··· Given entries

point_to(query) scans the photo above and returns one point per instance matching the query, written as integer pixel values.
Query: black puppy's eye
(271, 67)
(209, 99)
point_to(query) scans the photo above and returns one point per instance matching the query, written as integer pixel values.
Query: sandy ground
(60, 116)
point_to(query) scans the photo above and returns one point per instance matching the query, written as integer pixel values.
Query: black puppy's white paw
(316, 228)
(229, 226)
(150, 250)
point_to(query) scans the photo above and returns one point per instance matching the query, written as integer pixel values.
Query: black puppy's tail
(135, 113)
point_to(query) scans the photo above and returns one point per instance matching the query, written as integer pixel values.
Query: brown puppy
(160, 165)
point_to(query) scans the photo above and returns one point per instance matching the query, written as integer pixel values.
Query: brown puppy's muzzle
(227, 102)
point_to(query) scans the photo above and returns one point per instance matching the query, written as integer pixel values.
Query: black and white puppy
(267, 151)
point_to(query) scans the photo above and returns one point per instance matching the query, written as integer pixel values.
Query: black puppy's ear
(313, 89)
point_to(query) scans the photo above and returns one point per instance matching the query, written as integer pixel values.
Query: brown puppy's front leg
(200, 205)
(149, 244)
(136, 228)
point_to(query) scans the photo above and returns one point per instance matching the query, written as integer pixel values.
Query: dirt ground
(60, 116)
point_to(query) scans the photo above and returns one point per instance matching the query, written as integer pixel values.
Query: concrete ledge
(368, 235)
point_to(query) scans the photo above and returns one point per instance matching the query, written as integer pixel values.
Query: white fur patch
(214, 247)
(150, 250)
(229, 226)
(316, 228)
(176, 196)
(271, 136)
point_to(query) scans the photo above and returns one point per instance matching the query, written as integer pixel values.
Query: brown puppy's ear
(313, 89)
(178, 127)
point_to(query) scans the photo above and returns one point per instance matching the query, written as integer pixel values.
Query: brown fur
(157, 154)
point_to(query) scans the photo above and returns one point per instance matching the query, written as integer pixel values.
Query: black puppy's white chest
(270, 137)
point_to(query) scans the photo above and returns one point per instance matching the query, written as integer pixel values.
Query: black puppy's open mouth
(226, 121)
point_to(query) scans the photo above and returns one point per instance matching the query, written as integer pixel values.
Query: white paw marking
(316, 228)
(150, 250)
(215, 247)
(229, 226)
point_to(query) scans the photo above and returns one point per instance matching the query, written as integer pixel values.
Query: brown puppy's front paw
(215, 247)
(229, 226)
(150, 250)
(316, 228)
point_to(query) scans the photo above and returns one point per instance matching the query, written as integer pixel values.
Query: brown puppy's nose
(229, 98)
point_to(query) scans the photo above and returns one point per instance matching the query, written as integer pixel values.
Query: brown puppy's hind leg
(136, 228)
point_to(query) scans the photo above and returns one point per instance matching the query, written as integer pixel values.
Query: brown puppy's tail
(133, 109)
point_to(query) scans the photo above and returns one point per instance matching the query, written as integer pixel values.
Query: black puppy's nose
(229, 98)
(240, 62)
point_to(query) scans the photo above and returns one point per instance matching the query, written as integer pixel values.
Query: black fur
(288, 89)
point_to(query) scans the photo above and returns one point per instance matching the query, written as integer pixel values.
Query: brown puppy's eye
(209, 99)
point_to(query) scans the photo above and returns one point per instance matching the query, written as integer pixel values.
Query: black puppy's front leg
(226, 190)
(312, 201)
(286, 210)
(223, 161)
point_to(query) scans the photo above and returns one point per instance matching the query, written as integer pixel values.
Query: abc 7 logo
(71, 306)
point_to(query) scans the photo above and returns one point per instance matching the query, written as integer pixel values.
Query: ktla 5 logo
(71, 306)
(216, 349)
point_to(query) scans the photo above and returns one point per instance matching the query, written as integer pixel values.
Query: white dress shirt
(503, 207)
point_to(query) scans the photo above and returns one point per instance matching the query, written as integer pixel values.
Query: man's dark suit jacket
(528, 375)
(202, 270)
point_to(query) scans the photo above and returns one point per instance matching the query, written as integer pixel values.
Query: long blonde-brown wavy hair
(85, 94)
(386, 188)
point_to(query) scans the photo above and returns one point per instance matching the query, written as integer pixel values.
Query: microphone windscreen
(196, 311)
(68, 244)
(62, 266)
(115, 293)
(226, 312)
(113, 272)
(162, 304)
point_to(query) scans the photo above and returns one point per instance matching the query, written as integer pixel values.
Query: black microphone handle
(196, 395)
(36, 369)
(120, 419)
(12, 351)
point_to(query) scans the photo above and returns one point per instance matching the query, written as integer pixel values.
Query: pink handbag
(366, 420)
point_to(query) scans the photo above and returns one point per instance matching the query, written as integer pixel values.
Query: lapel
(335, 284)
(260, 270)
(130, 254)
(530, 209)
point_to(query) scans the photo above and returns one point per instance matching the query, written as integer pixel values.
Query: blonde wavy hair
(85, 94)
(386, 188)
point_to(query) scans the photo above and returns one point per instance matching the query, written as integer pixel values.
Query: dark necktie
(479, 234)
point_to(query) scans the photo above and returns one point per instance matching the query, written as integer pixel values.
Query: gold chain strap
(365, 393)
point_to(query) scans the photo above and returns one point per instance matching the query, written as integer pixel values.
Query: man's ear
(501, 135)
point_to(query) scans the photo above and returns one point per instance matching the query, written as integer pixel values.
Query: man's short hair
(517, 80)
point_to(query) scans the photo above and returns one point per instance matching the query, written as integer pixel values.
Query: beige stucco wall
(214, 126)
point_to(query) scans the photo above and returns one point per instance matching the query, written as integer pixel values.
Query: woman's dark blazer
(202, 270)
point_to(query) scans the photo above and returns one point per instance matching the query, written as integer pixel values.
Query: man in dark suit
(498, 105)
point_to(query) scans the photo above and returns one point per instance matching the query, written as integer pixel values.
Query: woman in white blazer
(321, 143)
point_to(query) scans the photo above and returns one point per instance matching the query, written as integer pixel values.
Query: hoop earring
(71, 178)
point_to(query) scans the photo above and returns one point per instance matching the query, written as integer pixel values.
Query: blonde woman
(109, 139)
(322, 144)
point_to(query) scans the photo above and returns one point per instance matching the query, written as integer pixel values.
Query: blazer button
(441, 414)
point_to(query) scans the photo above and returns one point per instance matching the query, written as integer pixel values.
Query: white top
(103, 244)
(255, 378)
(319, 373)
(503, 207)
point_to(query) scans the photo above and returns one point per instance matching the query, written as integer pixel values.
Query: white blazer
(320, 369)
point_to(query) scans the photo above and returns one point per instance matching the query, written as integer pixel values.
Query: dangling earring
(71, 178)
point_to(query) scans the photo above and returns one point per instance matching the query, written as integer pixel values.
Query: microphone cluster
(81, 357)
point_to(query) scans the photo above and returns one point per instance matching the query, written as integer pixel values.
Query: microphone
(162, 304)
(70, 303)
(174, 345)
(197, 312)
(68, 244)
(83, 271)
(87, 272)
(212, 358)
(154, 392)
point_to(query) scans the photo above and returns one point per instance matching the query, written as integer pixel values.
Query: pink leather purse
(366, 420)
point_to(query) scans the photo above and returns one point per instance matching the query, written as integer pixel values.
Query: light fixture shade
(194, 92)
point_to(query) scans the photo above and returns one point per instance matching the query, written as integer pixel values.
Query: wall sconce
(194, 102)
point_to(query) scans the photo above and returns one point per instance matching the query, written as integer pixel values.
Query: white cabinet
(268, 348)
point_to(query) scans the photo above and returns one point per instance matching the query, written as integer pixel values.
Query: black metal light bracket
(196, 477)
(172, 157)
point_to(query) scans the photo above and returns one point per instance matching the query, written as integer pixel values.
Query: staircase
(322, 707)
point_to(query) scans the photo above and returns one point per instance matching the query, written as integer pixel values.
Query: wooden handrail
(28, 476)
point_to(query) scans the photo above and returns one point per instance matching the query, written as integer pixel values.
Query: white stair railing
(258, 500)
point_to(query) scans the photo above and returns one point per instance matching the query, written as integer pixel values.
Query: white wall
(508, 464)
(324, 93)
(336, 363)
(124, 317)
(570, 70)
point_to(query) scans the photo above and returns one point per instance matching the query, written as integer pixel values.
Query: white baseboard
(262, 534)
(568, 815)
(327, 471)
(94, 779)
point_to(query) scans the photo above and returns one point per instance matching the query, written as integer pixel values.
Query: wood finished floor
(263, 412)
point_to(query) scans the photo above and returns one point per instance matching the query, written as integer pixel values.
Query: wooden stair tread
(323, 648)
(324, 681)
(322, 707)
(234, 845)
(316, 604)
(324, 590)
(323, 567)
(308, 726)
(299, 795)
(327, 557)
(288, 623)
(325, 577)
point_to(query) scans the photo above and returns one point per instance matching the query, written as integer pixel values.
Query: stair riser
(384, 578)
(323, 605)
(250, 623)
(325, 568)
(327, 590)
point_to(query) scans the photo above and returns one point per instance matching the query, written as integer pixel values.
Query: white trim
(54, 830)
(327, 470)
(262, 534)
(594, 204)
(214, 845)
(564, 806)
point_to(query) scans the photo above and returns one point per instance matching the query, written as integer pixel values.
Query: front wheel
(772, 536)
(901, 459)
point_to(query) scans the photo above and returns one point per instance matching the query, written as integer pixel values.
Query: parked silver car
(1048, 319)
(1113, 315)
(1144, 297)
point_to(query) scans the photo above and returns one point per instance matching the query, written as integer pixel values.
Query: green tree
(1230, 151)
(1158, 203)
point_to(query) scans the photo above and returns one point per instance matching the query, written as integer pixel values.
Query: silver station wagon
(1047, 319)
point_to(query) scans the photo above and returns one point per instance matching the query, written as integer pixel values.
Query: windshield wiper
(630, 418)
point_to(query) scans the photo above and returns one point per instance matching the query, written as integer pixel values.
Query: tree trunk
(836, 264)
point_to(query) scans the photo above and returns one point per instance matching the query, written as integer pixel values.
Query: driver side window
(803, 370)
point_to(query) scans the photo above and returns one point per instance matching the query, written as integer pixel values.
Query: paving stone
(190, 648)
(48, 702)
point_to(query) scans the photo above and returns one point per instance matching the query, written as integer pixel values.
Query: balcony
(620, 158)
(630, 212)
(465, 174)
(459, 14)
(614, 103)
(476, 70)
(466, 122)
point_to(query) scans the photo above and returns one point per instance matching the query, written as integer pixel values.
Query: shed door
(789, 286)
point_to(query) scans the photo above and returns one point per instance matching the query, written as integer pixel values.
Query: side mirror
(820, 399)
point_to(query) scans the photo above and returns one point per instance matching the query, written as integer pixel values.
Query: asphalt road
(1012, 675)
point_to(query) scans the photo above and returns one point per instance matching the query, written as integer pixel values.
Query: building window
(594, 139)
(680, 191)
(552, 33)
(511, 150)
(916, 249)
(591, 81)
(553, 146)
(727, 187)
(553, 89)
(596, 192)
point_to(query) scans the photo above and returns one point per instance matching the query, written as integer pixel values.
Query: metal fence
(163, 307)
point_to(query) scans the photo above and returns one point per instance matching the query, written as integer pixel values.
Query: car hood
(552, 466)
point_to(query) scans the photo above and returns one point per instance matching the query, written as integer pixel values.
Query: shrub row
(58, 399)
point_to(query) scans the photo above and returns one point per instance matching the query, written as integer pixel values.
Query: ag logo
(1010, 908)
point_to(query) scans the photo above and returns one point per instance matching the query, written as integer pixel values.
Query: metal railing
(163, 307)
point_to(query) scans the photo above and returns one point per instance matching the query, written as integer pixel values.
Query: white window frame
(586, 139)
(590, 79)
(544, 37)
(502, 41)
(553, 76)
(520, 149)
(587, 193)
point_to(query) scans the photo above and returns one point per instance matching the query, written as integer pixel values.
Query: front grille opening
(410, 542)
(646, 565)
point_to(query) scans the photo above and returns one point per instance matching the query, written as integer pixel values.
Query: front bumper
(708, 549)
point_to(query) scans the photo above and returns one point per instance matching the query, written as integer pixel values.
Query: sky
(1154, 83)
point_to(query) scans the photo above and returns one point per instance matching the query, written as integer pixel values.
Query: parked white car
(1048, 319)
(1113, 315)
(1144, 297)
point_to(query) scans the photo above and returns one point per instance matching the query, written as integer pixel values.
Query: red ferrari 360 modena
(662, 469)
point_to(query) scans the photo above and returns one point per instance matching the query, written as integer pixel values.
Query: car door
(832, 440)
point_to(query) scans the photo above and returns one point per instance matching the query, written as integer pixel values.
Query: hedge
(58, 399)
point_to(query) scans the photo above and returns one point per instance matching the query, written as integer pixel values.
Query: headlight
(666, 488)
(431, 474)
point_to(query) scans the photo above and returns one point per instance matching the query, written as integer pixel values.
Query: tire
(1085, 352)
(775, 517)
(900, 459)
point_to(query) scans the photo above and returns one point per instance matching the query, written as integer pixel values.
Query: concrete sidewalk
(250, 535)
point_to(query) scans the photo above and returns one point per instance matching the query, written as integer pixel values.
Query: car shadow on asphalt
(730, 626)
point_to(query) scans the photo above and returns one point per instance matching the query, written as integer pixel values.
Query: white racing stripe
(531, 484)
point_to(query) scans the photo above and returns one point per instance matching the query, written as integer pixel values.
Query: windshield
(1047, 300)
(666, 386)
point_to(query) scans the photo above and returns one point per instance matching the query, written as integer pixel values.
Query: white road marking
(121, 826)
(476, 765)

······

*Task*
Extract each line of the records containing the string "blazer", matching case exactly.

*Response to this task*
Query: woman's dark blazer
Query: woman in white blazer
Query: blazer button
Query: white blazer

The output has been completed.